==== Records for this exercise

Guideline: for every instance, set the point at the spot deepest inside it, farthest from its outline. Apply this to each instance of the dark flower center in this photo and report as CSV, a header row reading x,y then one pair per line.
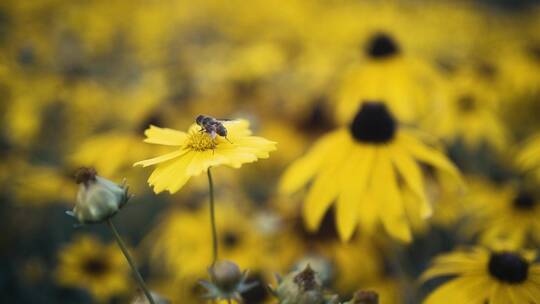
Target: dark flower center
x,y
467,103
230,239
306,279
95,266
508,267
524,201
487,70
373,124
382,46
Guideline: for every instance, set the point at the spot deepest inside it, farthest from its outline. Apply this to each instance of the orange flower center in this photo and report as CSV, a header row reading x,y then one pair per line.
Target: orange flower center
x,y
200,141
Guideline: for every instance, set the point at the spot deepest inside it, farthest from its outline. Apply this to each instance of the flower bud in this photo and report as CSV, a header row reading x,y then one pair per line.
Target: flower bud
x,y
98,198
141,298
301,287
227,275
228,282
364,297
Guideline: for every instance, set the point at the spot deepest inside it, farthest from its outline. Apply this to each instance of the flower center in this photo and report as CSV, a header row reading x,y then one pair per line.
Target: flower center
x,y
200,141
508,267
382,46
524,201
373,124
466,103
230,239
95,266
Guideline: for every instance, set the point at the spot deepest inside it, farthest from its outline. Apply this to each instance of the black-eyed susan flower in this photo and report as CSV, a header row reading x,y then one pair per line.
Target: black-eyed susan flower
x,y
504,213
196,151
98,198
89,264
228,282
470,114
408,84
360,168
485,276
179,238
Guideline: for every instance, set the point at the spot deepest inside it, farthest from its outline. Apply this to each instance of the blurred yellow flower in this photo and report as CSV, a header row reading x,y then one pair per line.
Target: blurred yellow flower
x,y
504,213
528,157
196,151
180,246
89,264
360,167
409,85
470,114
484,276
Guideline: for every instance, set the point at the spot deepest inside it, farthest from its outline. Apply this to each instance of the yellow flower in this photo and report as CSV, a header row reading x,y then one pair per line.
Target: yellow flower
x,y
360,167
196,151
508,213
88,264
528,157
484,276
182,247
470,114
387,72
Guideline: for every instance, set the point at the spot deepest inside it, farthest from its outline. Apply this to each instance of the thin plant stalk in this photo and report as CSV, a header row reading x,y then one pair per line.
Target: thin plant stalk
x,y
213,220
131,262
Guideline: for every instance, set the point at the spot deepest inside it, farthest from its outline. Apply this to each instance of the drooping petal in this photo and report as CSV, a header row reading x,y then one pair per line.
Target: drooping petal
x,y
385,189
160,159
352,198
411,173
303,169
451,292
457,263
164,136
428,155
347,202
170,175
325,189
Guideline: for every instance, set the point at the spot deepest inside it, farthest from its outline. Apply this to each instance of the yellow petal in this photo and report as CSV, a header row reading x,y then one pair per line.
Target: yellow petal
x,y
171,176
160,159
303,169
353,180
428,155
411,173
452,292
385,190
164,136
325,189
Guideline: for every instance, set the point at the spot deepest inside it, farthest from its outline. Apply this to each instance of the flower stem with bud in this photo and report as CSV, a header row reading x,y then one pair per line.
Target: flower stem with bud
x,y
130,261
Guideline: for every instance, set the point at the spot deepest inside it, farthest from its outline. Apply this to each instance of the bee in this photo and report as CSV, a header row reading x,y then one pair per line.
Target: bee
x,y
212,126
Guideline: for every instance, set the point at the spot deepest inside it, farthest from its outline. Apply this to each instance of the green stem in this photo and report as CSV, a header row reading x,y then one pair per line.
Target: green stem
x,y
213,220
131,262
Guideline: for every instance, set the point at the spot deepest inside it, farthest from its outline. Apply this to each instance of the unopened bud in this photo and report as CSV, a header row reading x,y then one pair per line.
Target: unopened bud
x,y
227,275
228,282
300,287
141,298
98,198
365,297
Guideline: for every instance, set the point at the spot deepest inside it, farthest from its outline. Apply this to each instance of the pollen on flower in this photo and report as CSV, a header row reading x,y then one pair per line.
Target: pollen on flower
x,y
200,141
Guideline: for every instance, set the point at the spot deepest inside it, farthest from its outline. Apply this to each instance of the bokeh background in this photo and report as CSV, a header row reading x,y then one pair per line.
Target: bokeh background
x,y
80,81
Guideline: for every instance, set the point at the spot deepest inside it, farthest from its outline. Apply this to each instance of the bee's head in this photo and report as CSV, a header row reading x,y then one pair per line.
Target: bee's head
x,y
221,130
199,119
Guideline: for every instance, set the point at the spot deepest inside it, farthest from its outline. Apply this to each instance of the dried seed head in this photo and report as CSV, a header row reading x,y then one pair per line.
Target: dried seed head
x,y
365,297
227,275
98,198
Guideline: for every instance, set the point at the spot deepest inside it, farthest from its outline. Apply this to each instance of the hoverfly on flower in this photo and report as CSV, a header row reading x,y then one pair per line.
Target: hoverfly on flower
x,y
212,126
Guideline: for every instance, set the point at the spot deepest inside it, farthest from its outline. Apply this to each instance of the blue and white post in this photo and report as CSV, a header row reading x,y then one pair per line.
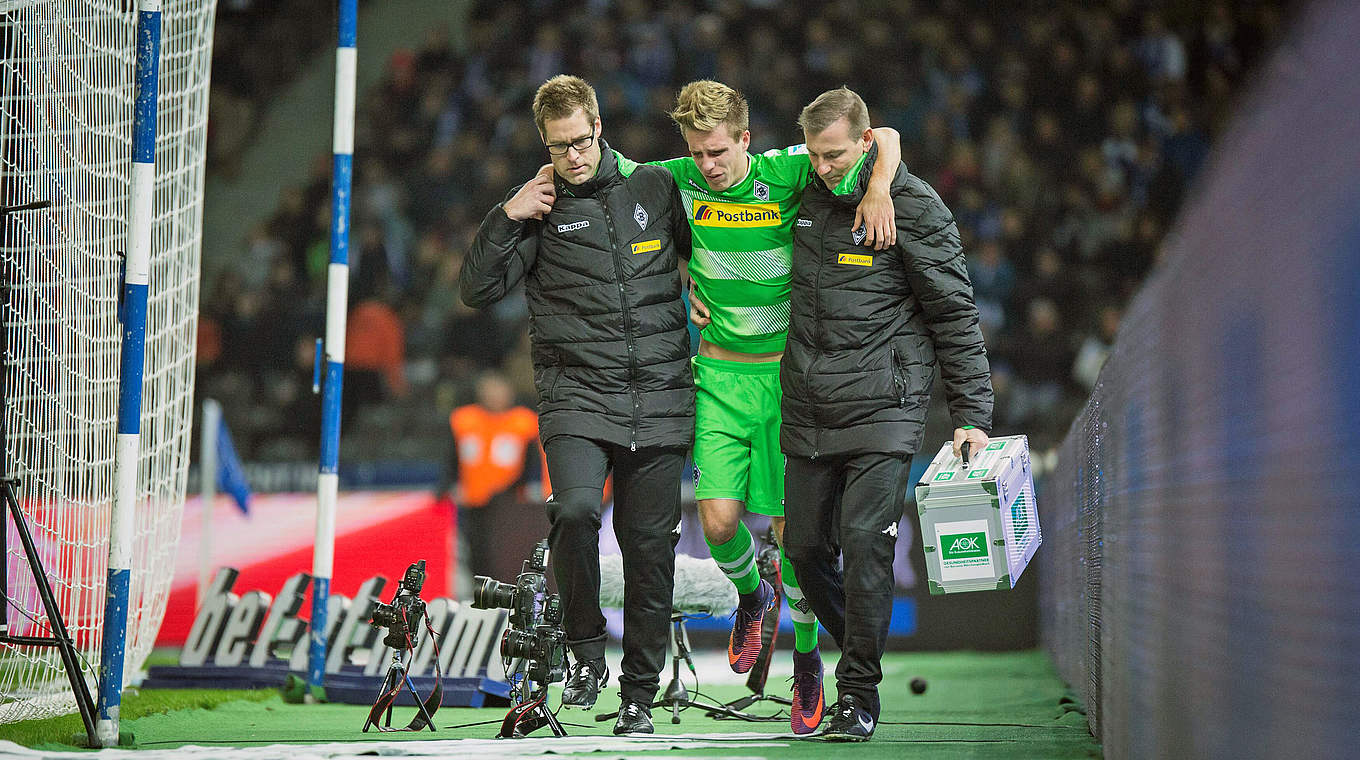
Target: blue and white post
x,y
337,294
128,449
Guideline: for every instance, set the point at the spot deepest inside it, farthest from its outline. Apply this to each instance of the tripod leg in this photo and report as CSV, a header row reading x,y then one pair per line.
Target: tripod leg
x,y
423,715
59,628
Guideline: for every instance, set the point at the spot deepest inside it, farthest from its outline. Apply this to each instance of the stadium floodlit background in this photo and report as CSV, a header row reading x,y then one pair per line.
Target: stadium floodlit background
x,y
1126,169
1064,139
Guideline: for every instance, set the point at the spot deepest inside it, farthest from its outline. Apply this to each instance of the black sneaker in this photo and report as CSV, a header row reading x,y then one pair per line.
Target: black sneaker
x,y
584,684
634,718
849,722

========

▶ **Work to do**
Convert all of the entries above into a two-column CSV with the headers request and points, one row per entry, with its text and its answer each in a single quoted field and line breaks replaced by spaces. Leave the pictures out.

▶ **Solution**
request,points
"Guideline: for every instance, set the point at the spot deepest inside it, farthest from its outline. Apply this to each instance of the dark flower center in this photo and report as CSV, a header row reading x,y then one pair per line. Target: dark flower center","x,y 467,103 230,239 306,279 95,266 508,267 524,201 487,70 373,124 382,46"
"Guideline: for every instance, set the point at the spot deepest inside it, farthest from its outline. Apply this to each instance of the orange flower center in this photo and report as CSV, a header row reading x,y then one pair per line. Target: orange flower center","x,y 200,141"
"Guideline: for every instance, set the point at the spot deepest inside it, farthest from its outline. Apply this to each instance of the flower bud in this photo and report as CSV, a header row reading x,y then one pair per line. Target: flower bud","x,y 98,198 141,298 301,287 227,275 228,282 364,297"
"Guideline: for every instance, set the point at the spot deepest inside it, farthest from its outline. Apply this to each instance of the flower center in this photo and report as CSV, a header row reading x,y then one pair per line. Target: flower center","x,y 200,141 508,267 382,46 524,201 373,124 466,103 230,239 95,266"
"Guideline: for every instance, set the point at the spot deepest inside it, farthest from its outline. Apply this to each instance of the black-eyed susan flower in this photo and report as CSV, a header row reading x,y then one pair per line. Target: black-eyed susan flower","x,y 504,213 196,151 98,198 89,264 228,282 470,114 408,84 360,168 485,276 179,238"
"Guideline: for every instance, set the point at the spot deepest inside it, farthest from its outline. Apply this to each instance of the blurred yellow flower in this photo and report as CSV, a header row reading x,y then one pair per line. Target: blurred yellow flower","x,y 504,213 528,157 196,151 180,246 89,264 360,167 409,85 470,114 484,276"
"Guideline: for every instance, set the point at the spot deepest inside it, farthest from its outline. Apply this to each instance of the yellow flower in this photo and report as CSV, a header row reading x,y then one pair per line. Target: yellow flower","x,y 360,167 196,151 508,213 88,264 528,157 484,276 182,247 470,114 387,72"
"Guideline: for every instance, set the point at the spot deepest inside it, farthest from its outline. Apply this to each instance of the thin plant stalk in this photo and report as CSV, a header row reading x,y then one pair per line. Target: thin plant stalk","x,y 213,220 131,262"
"Guideline: for every instance, set the point at the spot deepest inside it, farthest from its outline. Apply this to each instance of the drooping petal in this photo and report as CSV, a header row reading x,y then one pair per line. Target: drooping petal","x,y 385,189 160,159 352,198 411,173 303,169 451,292 457,263 164,136 428,155 347,202 170,175 325,189"
"Guideline: for every instance, set the point at the spot deepest inside it, farthest from its outline. Apply this to each instance of the yellow petal in this photo and report as CSV, a header row reading x,y then one pair per line. Target: yellow petal","x,y 171,176 160,159 303,169 353,180 428,155 411,173 452,292 385,190 164,136 325,189"
"Guideline: for every instance, set the point at the spot deepest inside it, farthest from its outline. Apply this to each instance of the flower stem with bud in this photo and report as CSV, a header row reading x,y then one pair per line. Target: flower stem with bud","x,y 130,261"
"Guideline: for every instance, set the point at the spot deepest inside it, farthest from its outline. Apply this to each instance of the bee in this photo and report as CSV, a header row reading x,y then one pair per line. Target: bee","x,y 212,126"
"Guideline: for every instance, set the point at the spot deepest inside it, farthest from its outline. Apply this to each instance of the green stem in this photo and report as CSV, a header row reading x,y then one pair per line. Target: green stem","x,y 213,220 131,262"
"Guideline: for every instance, set the point at the spot deepest inside it, farthest from its outline. Apply this to each instance of the unopened bud in this photo and report as CSV, a header row reading x,y then one pair per line. Target: unopened bud","x,y 227,275 228,282 300,287 141,298 98,198 365,297"
"Guideline: for every instance, set the point at the spot deepest inside it, farthest from its outline. Apply this to each instance of the pollen on flower in this photo and report as CSV, a header row reading x,y then one pair per line. Target: pollen on flower","x,y 200,141"
"Guideline: for every instance, set the point at the spot deepest inside it, farthest from its outline. Apply this to each instance of the bokeh background in this photo and report as CSV, a header row reading x,y then one pair per line. Target: bokeh background","x,y 80,81"
"Guideline: for every instance, set the point at the spot deepest inside it, farthest from its outline. Apply this to each instance of the bee's head in this photo and report as CSV, a header row reading x,y then one pair per line. Target: bee's head","x,y 221,130 199,119"
"Guideline: for every instance, set the point at the spot deepest inside it, farthest from its outline. Apply this to each instance of the dried seed head in this photo and report as CSV, a header row reading x,y then one pair per line. Target: dried seed head","x,y 365,297 227,275 98,198"
"Guideline: for every instance, set the point at the spot deepest inside it, farthest from its outline. Apply this to each instance of the hoverfly on flower in this photo and report as CSV, a header row reading x,y then one pair per line. Target: hoverfly on flower","x,y 212,126"
"Guideline: for every instance, set the point at the spot deepest inside it, farthest from its outline. Apply this to each instance of the blue and white post in this photo and report as CSV, a header row reading x,y then one pair per line. Target: blue and white post","x,y 337,294 128,449"
"Guideline: for every instance, set the point at the spot deepest inside it, farthest from its outline. Apply this to each instance of the tripod leg in this photo and report as CSV, a header row reading x,y then one pair per line. Target: tripod leg","x,y 423,715 59,628"
"Guideline: for every instance, set the point at the spot deepest inside it, farthest from its outline. Apply this to each instance of the stadium floodlit background in this photo and report as CSV, a header row reading x,y then one pair per line. Target: stadium floodlit background","x,y 1126,169 1064,139"
"Guideline: for every instance, set the point at the spot deepest inside it, farthest from its outline. Apply this to each instance of the black sneaker in this photo and report as CSV, a header row reading x,y then one pair per line. Target: black sneaker","x,y 584,684 634,718 849,722"